Repeat the lines from the line with "[[33,443],[32,570],[192,540],[211,432],[147,413]]" to the line with "Give the mask of the <item>stone" in the listing below, keeping both end lines and adding nothing.

[Opening RECORD EXTRACTS section]

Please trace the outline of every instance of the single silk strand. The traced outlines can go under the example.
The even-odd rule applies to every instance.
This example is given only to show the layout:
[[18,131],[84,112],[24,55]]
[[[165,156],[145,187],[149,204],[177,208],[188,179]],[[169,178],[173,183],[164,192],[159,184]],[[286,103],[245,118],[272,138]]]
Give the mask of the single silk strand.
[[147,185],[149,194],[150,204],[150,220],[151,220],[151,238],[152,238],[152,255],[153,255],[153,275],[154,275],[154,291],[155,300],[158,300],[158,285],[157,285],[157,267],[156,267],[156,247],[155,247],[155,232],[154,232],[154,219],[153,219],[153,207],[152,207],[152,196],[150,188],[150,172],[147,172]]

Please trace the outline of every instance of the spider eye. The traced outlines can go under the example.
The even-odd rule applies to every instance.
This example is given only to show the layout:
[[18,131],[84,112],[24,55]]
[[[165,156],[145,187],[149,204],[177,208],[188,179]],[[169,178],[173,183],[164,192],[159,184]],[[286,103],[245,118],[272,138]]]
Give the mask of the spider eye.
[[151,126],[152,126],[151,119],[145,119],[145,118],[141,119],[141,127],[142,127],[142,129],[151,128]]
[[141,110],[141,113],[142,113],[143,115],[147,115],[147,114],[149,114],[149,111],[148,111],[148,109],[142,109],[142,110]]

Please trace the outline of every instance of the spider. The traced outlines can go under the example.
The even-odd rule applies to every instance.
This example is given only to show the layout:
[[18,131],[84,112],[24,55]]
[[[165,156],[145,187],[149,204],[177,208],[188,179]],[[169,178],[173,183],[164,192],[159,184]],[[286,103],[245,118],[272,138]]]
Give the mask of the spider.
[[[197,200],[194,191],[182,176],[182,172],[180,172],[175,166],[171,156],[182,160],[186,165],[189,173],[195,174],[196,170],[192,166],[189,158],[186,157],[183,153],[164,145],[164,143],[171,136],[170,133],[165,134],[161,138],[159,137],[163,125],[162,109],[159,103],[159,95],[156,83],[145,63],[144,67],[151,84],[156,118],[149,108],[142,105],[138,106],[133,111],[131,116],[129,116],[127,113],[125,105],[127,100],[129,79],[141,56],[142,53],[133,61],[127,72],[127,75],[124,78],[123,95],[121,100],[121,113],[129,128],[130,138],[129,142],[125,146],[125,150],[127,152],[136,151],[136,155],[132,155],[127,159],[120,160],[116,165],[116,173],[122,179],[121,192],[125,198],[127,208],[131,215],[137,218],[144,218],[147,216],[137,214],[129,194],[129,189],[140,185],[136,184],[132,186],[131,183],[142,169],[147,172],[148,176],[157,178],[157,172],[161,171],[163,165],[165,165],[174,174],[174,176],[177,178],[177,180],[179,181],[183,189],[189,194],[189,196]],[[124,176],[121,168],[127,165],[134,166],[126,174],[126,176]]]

[Closing RECORD EXTRACTS section]
[Opening RECORD EXTRACTS section]

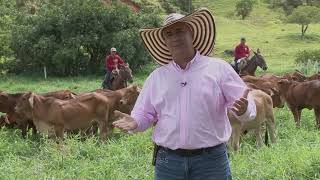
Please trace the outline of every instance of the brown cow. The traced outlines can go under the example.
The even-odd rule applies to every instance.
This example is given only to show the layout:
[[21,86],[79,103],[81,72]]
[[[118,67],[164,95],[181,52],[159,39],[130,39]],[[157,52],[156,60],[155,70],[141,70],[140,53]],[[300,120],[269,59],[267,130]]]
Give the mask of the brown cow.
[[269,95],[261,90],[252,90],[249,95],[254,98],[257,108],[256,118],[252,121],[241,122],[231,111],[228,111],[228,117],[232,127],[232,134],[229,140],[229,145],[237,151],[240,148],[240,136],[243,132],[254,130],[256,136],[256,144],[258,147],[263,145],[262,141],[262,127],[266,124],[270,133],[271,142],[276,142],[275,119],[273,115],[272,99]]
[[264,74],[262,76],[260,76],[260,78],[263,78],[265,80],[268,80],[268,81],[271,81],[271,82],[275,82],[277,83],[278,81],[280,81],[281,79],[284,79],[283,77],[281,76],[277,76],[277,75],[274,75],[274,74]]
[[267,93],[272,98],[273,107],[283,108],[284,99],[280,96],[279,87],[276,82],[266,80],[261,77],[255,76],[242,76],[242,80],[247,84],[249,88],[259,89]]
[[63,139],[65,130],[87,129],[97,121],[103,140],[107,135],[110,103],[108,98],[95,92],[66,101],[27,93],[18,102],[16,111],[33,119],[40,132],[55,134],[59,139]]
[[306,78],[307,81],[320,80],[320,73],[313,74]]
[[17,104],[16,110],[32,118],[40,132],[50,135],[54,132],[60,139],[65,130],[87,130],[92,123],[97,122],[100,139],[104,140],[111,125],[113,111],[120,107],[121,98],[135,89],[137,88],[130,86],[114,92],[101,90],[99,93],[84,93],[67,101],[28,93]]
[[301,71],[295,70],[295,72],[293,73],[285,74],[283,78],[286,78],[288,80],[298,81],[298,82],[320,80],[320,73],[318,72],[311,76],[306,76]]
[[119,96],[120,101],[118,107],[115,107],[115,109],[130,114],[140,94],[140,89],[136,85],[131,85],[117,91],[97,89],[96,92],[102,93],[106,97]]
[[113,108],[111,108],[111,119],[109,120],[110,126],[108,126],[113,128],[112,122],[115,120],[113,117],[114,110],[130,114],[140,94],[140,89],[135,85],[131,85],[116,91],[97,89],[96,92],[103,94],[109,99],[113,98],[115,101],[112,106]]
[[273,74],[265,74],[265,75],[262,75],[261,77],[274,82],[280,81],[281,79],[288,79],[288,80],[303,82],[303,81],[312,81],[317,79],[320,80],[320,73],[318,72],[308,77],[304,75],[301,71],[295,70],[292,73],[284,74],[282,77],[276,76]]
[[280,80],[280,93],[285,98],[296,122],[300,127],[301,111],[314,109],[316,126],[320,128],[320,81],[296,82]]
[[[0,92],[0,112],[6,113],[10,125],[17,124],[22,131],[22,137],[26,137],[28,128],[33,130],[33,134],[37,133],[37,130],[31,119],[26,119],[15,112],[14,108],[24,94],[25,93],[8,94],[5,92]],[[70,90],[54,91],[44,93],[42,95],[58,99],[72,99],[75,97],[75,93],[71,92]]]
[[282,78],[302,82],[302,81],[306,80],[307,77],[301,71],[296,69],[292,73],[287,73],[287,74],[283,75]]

[Closing RECORD EXTRACTS section]
[Opening RECORD EXTRACTS section]

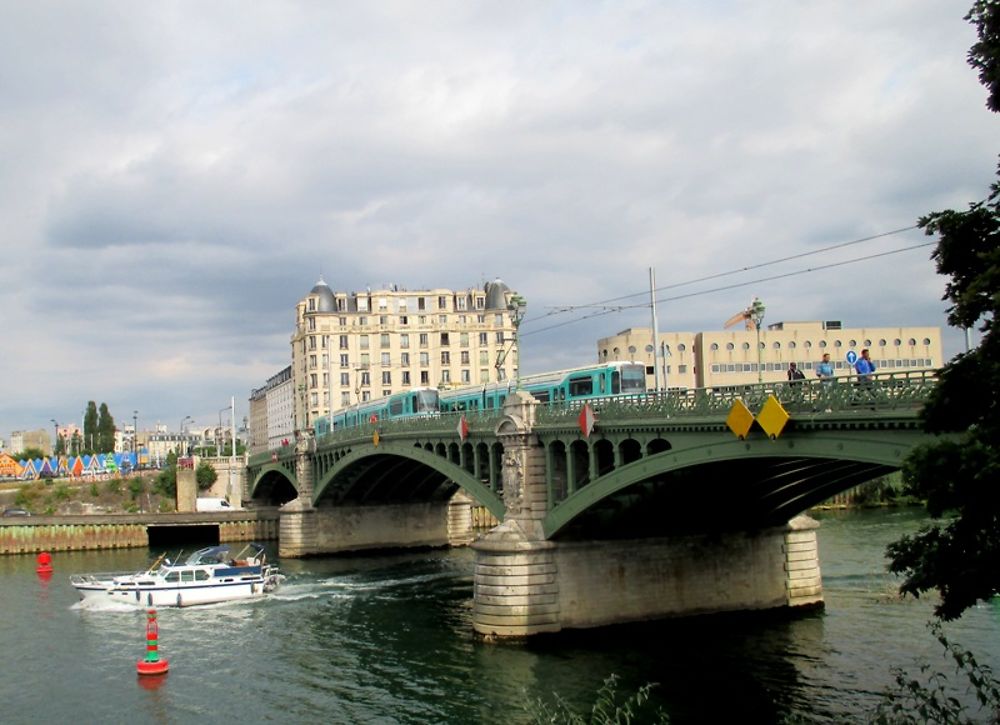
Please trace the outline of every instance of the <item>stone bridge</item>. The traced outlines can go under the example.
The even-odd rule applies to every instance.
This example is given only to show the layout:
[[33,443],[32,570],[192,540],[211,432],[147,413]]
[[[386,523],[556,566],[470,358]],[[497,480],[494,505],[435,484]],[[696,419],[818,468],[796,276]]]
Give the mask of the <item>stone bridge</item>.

[Closing RECORD EXTRACTS section]

- **ANSWER AREA**
[[33,443],[32,570],[192,540],[211,432],[147,413]]
[[[386,523],[556,566],[470,358]],[[497,480],[494,505],[435,484]],[[696,419],[818,468],[796,276]]]
Give the mask of the <item>stone bridge</item>.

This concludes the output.